#### Énoncé du problème
Mettez l'ensemble des lignes des enregistrements ci-dessous sous forme de liste numérotée, en omettant les lignes vides.

#### Extrait de données

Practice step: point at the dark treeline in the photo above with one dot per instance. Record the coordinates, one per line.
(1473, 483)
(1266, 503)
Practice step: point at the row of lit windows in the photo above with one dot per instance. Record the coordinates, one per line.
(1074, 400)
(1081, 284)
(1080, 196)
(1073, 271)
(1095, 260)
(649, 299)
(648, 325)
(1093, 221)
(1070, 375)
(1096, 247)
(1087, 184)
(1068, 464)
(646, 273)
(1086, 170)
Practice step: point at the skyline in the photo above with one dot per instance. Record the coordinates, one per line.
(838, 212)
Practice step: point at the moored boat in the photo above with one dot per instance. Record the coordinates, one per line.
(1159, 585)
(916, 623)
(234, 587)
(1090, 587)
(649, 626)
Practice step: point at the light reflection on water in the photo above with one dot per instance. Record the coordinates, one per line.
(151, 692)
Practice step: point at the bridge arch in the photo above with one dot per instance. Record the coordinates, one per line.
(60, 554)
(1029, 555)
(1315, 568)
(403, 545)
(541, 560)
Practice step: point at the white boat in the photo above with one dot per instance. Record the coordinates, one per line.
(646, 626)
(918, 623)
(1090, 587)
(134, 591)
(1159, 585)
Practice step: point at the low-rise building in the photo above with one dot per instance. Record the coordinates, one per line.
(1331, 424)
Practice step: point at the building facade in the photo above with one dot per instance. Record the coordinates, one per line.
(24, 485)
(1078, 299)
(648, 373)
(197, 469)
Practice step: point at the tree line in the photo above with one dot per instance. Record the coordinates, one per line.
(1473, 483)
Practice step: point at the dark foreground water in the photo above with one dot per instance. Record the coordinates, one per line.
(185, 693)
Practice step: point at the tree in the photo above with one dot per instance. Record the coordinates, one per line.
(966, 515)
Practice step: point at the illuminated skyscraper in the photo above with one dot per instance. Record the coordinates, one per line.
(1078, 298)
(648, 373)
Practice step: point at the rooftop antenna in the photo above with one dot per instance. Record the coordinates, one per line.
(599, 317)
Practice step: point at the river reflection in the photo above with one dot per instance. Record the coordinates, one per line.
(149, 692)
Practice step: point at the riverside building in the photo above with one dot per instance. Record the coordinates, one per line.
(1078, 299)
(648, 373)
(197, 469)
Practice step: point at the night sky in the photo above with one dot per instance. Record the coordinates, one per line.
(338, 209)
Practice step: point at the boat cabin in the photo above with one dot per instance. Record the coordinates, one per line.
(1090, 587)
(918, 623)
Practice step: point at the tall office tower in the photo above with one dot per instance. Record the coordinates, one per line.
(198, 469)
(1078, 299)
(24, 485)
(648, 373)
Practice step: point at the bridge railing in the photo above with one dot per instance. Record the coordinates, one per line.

#### Réponse à l'exercice
1. Practice step: point at the dark treeline in the photo above with one dot per instance. Record the coordinates, one per line.
2. (1473, 483)
3. (1266, 503)
4. Practice step: point at the row of lit windows in the photo above with one dot per instance. Record the coordinates, one per line.
5. (1074, 400)
6. (1081, 284)
7. (1080, 196)
8. (1073, 271)
9. (1095, 260)
10. (649, 299)
11. (648, 325)
12. (1093, 221)
13. (1070, 375)
14. (1096, 247)
15. (1087, 184)
16. (1068, 464)
17. (646, 273)
18. (1086, 170)
19. Practice step: point at the skyline in the photo above with one dot per instance. Record the coordinates, one per line.
20. (838, 212)
21. Practice step: point at the moored boat in the photo above with one dot per instance. Record the coordinates, one per line.
22. (1159, 585)
23. (916, 623)
24. (234, 587)
25. (1090, 587)
26. (649, 626)
27. Practice step: point at the light reflection on water in the photo above with one dot per instance. Record the coordinates, one per line.
28. (151, 692)
29. Practice step: point at the bridge arch in the photo above with one dot per instance. Record the coordinates, one per line.
30. (60, 554)
31. (1029, 555)
32. (1315, 568)
33. (403, 545)
34. (541, 560)
35. Practice step: point at the white boat in the photo above with one dot per instance. Record the coordinates, one per line.
36. (646, 626)
37. (918, 623)
38. (1090, 587)
39. (134, 591)
40. (1159, 585)
41. Practice step: point at the low-rise building in the photo above with one dot per instance. Record the coordinates, one per line.
42. (1331, 424)
43. Practice step: point at the building facade in the photo above with one dot per instance. Record the coordinates, one per line.
44. (24, 485)
45. (1078, 299)
46. (648, 373)
47. (197, 469)
48. Practice step: point at the tree line in the photo above with one dot per instance. Record the coordinates, one per line.
49. (1473, 483)
50. Practice step: point at the dark foreground water in the photo above with one dot per instance. Record the coordinates, one per line.
51. (185, 693)
52. Practice step: point at the tree in the photo above with one dot per instance. Record the coordinates, one per line.
53. (966, 515)
54. Practice step: point at the illuminated skyscraper in the photo above with one dot per instance. Record the coordinates, one per line.
55. (1078, 298)
56. (648, 373)
57. Practice step: point at the rooftop antenna in the photo above with one dot per instance. Record the coordinates, one per line.
58. (599, 317)
59. Practice step: point at the river reflection in the photo above with one dot per instance. Record the coordinates, one per line.
60. (149, 692)
61. Practice step: point at the riverside building in the photo above with one dot per instance. Record the coordinates, one per line.
62. (1078, 299)
63. (648, 373)
64. (197, 469)
65. Practice step: point at the night sky in the photo above with one dot per instance. Record the coordinates, one per line.
66. (338, 209)
67. Practice step: point at the boat cabin in the photo above with one dot per instance. Record the coordinates, one per line.
68. (1090, 587)
69. (918, 623)
70. Practice step: point at the tall office tower in the photo above with one dot per instance. Record the coordinates, one per line.
71. (198, 469)
72. (1078, 299)
73. (24, 485)
74. (648, 373)
75. Practice step: point at the bridge railing in the photo above with one dot per instance. Record the coordinates, one per line.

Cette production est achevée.